> **What is required**
Transcribe all records exactly.

+-------+

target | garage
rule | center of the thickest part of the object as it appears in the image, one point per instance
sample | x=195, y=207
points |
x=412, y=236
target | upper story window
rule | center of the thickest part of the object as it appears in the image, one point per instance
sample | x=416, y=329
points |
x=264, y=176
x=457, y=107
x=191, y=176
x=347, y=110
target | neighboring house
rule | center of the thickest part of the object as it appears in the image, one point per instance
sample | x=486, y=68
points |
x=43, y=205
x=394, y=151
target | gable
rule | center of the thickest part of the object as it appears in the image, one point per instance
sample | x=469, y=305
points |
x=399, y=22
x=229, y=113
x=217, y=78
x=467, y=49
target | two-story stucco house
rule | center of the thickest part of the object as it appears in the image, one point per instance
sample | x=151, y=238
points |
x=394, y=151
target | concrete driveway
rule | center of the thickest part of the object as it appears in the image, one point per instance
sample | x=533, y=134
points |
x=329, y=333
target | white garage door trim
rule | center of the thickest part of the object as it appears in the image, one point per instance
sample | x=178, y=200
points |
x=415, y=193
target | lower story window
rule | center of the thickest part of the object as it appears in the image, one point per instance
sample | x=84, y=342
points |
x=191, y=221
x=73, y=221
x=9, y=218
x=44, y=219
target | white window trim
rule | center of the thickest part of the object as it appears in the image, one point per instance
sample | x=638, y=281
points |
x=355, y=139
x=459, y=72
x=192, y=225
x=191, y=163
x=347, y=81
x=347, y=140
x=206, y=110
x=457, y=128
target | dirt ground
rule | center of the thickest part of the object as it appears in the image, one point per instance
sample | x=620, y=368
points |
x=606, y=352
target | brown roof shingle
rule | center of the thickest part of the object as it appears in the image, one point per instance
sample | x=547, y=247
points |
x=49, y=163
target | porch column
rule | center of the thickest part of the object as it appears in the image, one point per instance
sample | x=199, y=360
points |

+-------+

> **Written reply**
target | garage
rule | center of the thickest part of the object as it appears in the image, one point per instance
sample | x=195, y=207
points |
x=412, y=236
target | upper story window
rule | center of the thickest part of the object as it appears in the image, one point per instance
sample | x=416, y=329
points |
x=264, y=176
x=457, y=107
x=191, y=176
x=347, y=110
target | neighboring house
rule | center of the thickest part of the object as it appears in the image, one point per instance
sample | x=486, y=68
points |
x=43, y=205
x=394, y=151
target | gable
rule | center of the thickest part of the object as it appears in the image, one point per instance
sample | x=469, y=305
points |
x=399, y=22
x=229, y=113
x=217, y=78
x=467, y=49
target | two-story stucco house
rule | center of the thickest part of the object as it appears in the image, one point per instance
sample | x=151, y=238
points |
x=394, y=151
target | concrete driveway
rule | center of the thickest part of the object as it appears in the image, one point per instance
sample | x=533, y=134
points |
x=329, y=333
target | white garage door trim
rule | center of the thickest part of the object as it appears in the image, one point per instance
sample | x=178, y=200
points |
x=415, y=193
target | lower story window
rule | center of the thickest part of the object as it appears in the image, one point per instance
sample | x=84, y=342
points |
x=191, y=221
x=73, y=221
x=9, y=218
x=44, y=219
target | white window trim
rule | center of the thickest part of the object as it appears in the image, one point per instance
sample | x=638, y=281
points |
x=355, y=139
x=459, y=72
x=192, y=225
x=191, y=163
x=347, y=81
x=347, y=140
x=206, y=110
x=457, y=128
target | dirt ground
rule | center of the thickest part of the object as it appears in the image, one point per instance
sample | x=620, y=368
points |
x=606, y=352
target | brown roof shingle
rule | center of the thickest part of the object as it appears in the image, one point per instance
sample | x=547, y=247
points |
x=49, y=163
target | porch column
rule | center of the thickest part of the object as it appears in the image, one point per instance
sample | x=199, y=360
points |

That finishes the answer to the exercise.